» Provided passage:
There is scarcely any other subject upon which there is so great a diversity of judicial decision as in the construction of what are known as "timber contracts." Not only have the courts of different jurisdictions construed them differently, but the decisions of the same court have not always been uniform. Some courts hold that the rights of the vendee or grantee in such contracts are a license, others a lease, others an absolute sale, and others a conditional sale. In some cases it is held that the sale or conveyance is absolute, and the requirement to cut and remove the timber within a specified time a mere covenant, the breach of which does not affect the title, but only entitles the vendor to damages when broken, unless by the terms of the deed or contract, expressly or impliedly, the vendee's title is forfeited for failure to cut and remove the timber within the designated time. In other cases it is held that the sale or conveyance is not absolute, but conditional, and that title to such timber as is not cut and removed within the time limit remains in the vendor or grantor.

Whether the sale or conveyance be regarded as absolute or conditional, where the transaction is considered a sale, accounts largely for the different conclusions reached by the courts as to the rights of the parties.

The difference in the rights of the parties under such contracts or conveyances, when held to be absolute and when held to be conditional, is clearly stated in Green v. Bennett, 23 Mich. 464, 470, by Judge Christiancy, in the opinion of the court of which Judge Cooley was then a member. In that case it was said, in substance, that under a contract for the sale of all the wood and timber on specified land, to be removed within a designated time, the wood and timber remain the property of the purchaser, though not removed within the time fixed, if the contract is construed as making an absolute sale of the same; and if the sale is conditional, and the provision for removal within the specified time is in the nature of a condition, the purchaser would, if the vendor should insist on the condition, lose all right to the wood and timber not removed within the time specified, and the vendor would have the right to insist on the breach of the condition, and hold the wood not thus removed.

» Dataset records:
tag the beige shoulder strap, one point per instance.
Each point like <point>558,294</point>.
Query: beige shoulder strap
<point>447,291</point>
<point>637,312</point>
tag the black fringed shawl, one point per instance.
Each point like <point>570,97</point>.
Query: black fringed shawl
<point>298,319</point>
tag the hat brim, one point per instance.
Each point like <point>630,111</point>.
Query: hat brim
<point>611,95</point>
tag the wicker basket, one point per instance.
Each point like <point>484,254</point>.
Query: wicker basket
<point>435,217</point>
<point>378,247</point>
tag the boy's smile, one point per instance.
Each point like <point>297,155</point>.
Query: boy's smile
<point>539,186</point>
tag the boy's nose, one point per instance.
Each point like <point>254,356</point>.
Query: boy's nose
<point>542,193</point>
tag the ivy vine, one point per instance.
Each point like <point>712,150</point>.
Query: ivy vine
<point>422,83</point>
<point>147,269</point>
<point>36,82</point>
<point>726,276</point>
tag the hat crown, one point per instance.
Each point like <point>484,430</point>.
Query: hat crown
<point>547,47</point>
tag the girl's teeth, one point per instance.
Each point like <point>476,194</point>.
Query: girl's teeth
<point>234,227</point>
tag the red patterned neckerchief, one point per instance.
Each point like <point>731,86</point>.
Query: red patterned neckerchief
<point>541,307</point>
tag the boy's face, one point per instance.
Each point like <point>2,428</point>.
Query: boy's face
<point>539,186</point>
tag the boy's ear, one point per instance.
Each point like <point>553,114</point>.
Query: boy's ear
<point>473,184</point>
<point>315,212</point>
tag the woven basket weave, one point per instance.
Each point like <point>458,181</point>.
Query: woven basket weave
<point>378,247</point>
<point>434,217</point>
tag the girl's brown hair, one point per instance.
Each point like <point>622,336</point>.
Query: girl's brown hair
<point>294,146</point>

» The tasks:
1. In the passage on timber contracts, which judge wrote the court's opinion in Green v. Bennett?
2. Write the next part of the passage on timber contracts, picking up after its final sentence.
The rows aren't needed for this.

» Results by task:
1. Judge Christiancy

2.
In the case of Irons v. Webb, 41 N. J. L. 203, 32 Am. Rep. 193, Chief Justice Beasley, in delivering the opinion of the court, in which such a sale was held not to be conditional, said, in concluding that opinion: "In forming the foregoing opinion, I have laid no stress on the fact that the timber in the present instance was actually cut down before the end of the time limited in the deed for its removal. This has been designedly done, as it is not perceived how such fact can add anything to the force of the exception in the conveyance, in the way of fixing the title in the grantor. I have endeavored to show that the exception is unconditional; and if this be so, by its own efficiency it kept the title to the timber in the plaintiff [the grantor who had reserved the tim

ber]; but if, to the contrary, the property in the timber was not to remain in the plaintiff unless the trees were removed within such period, then very clearly the mere felling of the trees would not satisfy the requirement of such condition."

The general subject of the construction of instruments such as is in question in this case was carefully examined and considered in Young v. Camp Mfg. Co. and Wright v. Camp Mfg. Co. reported in 110 Va. 678, 66 S. E. 843, and the conclusion reached that a deed to standing timber, with the right, for a fixed period, to cut and remove the same, does not convey an absolute and unconditional title to the timber, but only conveys title to such as may be cut and removed within the fixed period.

In the subsequent cases of Brown v. Surry Lumber Co. 113 Va. 503, 507, 75 S. E. 84; Quigley Furniture Co. v. Rhea, 114 Va. 271, 280, 281, 76 S. E. 330, and others, the conclusion reached in that case as to the character of such contracts was approved and followed.

While the facts in those cases and in this as to what had been done under the contracts or deeds were different, the character of the contract in each was substantially the same. Those decisions would seem, therefore, to settle, if decisions can settle a question, that the provisions in such contracts for the cutting and removal of the timber within a fixed period are not covenants, but conditions.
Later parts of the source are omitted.